» **Exercise**
Count the lines in the records below that contain the word "house", and give only that number.

» **Task inputs**
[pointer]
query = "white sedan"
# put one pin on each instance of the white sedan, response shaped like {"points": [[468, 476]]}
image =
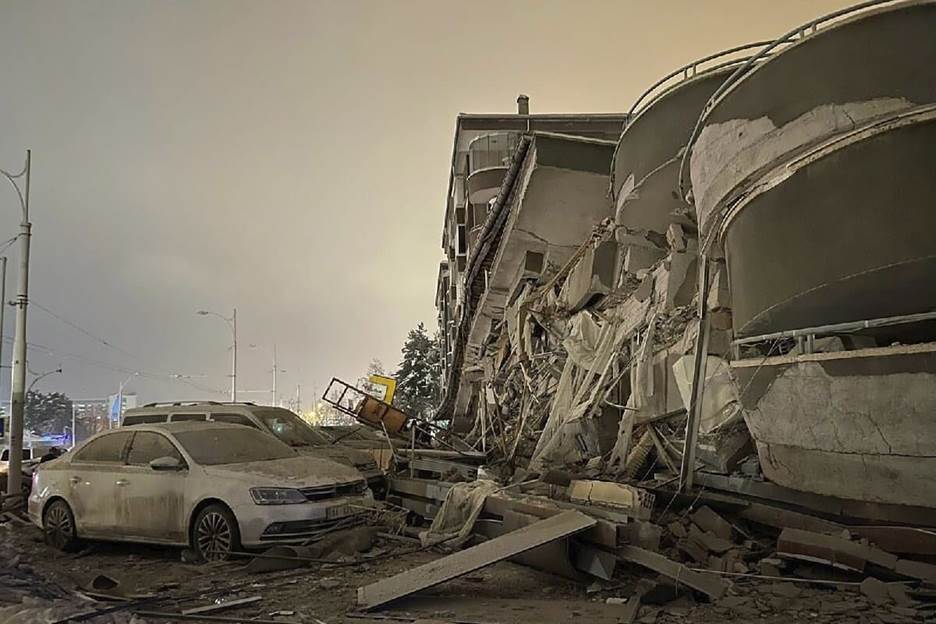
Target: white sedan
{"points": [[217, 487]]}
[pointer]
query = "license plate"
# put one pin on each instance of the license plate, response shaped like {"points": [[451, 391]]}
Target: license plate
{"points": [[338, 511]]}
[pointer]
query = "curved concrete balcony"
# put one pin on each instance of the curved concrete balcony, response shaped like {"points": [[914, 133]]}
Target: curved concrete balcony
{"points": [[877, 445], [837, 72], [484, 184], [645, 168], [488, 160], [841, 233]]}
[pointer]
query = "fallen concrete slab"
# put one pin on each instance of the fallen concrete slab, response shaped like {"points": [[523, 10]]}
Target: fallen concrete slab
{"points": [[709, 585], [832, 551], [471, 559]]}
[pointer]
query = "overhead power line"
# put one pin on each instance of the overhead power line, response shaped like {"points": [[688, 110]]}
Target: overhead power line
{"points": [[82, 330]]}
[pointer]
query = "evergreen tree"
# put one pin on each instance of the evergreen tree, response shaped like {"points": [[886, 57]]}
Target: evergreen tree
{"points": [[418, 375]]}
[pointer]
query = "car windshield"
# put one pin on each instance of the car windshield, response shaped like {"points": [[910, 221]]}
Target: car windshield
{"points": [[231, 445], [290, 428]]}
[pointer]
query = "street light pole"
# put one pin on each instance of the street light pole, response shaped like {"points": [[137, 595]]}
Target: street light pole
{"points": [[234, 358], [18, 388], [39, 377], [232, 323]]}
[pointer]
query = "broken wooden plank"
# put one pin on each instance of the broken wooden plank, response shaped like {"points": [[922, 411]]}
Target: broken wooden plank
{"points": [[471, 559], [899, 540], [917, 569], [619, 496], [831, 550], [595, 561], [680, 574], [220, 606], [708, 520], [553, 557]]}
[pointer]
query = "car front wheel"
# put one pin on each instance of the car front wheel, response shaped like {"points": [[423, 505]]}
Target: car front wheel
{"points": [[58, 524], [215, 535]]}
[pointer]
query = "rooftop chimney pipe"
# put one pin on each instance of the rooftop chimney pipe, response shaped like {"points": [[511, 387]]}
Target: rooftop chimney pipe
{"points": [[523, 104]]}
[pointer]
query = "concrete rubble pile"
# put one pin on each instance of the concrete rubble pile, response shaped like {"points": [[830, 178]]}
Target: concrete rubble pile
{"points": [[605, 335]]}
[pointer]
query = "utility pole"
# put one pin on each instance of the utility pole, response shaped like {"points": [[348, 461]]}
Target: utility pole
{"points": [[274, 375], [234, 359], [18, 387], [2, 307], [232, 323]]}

==

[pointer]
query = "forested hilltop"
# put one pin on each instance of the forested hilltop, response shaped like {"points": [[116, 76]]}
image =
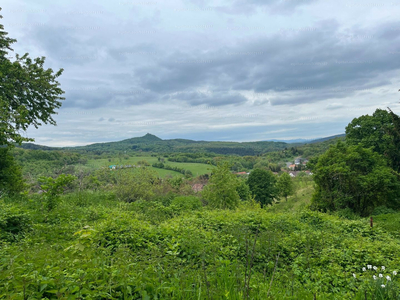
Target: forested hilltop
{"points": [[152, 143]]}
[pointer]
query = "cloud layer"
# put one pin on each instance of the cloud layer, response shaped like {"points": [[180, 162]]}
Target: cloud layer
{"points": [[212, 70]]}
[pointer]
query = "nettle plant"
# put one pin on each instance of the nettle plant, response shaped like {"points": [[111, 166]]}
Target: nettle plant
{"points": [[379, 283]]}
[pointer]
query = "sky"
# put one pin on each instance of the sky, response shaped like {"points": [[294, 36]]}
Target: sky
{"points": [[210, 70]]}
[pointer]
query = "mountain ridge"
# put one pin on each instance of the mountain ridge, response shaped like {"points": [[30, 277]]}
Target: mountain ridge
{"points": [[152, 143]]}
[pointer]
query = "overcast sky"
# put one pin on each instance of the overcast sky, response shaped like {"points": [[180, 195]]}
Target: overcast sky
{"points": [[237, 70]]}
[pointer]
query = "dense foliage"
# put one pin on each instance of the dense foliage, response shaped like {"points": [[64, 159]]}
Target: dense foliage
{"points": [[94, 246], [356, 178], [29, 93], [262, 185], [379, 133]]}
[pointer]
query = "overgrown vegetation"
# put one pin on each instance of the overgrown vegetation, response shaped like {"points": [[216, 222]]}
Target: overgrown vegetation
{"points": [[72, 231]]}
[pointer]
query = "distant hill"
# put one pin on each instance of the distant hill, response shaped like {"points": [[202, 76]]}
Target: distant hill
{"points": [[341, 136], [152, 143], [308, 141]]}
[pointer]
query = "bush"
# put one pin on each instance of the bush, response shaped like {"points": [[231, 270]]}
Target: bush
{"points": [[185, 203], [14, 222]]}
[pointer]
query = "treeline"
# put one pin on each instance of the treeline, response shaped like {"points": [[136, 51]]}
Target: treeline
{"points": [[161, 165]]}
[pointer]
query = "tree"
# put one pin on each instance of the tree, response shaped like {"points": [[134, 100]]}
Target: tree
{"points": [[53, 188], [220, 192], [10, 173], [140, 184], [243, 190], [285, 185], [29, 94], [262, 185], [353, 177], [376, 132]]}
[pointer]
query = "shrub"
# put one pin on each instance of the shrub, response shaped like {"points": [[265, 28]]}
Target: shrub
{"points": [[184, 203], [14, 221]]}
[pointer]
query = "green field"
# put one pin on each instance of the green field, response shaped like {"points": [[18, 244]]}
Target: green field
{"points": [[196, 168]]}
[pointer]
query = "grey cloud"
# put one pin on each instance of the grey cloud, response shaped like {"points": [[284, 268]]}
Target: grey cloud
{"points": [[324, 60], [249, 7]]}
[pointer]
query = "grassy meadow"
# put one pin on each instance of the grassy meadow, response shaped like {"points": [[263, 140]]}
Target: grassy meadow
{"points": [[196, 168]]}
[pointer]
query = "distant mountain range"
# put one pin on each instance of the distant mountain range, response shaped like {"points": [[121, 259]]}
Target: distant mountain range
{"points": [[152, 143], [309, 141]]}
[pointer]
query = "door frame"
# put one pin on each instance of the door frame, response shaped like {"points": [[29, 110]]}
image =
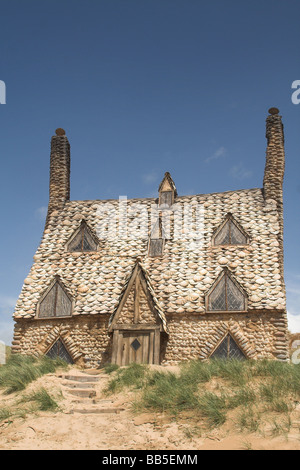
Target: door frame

* * *

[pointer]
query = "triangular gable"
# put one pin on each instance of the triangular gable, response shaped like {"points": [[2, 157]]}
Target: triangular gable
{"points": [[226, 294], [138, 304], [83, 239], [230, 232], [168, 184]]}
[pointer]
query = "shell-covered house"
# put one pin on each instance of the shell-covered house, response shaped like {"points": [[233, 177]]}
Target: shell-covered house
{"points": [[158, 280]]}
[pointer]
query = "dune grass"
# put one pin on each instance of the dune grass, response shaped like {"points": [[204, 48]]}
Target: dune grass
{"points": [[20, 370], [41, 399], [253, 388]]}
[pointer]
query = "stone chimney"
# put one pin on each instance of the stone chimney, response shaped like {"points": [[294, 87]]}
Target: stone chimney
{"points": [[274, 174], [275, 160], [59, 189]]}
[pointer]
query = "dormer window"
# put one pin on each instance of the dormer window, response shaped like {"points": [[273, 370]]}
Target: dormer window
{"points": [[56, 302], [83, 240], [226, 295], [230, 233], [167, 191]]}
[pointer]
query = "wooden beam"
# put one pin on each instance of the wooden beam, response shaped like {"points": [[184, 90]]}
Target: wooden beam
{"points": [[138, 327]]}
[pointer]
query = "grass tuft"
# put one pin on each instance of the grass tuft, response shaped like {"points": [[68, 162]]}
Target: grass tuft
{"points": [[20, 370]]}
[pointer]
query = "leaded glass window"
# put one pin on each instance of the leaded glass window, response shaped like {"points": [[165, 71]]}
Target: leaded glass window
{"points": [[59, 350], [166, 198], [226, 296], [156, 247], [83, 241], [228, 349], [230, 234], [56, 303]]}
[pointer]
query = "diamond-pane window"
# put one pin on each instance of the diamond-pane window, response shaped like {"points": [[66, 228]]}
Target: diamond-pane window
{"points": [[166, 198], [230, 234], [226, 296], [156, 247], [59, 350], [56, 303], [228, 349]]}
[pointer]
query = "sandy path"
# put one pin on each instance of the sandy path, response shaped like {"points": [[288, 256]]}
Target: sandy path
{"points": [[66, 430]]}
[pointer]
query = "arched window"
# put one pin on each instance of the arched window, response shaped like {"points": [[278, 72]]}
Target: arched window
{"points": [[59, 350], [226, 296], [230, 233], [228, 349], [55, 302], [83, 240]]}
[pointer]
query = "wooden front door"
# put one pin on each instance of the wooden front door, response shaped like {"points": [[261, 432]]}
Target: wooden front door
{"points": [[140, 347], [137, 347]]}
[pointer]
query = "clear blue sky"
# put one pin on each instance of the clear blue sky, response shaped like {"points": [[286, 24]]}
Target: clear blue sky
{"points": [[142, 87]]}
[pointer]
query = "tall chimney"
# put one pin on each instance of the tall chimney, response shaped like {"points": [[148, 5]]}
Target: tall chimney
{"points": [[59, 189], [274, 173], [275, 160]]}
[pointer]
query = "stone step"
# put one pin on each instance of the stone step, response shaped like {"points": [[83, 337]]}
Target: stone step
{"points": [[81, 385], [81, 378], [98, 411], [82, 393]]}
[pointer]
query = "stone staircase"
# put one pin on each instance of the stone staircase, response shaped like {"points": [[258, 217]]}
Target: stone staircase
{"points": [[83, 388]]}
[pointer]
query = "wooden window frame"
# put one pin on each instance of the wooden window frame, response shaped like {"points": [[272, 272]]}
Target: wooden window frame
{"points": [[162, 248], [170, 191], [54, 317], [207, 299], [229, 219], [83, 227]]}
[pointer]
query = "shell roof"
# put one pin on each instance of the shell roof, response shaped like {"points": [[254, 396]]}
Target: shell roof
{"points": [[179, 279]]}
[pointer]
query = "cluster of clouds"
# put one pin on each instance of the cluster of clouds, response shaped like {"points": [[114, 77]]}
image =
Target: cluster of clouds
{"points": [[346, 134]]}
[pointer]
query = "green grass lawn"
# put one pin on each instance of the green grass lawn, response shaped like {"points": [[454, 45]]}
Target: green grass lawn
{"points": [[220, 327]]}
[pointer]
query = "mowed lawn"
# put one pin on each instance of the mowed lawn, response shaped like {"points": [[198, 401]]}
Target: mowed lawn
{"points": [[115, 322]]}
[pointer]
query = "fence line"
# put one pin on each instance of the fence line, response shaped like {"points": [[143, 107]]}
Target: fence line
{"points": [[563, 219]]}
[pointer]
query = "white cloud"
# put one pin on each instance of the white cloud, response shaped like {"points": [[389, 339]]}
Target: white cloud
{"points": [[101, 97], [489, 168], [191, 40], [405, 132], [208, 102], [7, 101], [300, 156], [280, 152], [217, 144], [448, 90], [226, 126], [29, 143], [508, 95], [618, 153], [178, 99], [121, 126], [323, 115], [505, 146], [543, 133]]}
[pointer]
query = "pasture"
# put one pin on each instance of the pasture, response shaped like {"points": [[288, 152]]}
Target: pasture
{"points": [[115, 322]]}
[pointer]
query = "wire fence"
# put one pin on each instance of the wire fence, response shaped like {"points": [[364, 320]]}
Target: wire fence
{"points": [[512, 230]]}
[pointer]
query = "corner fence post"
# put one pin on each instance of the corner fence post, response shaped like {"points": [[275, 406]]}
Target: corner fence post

» **The answer**
3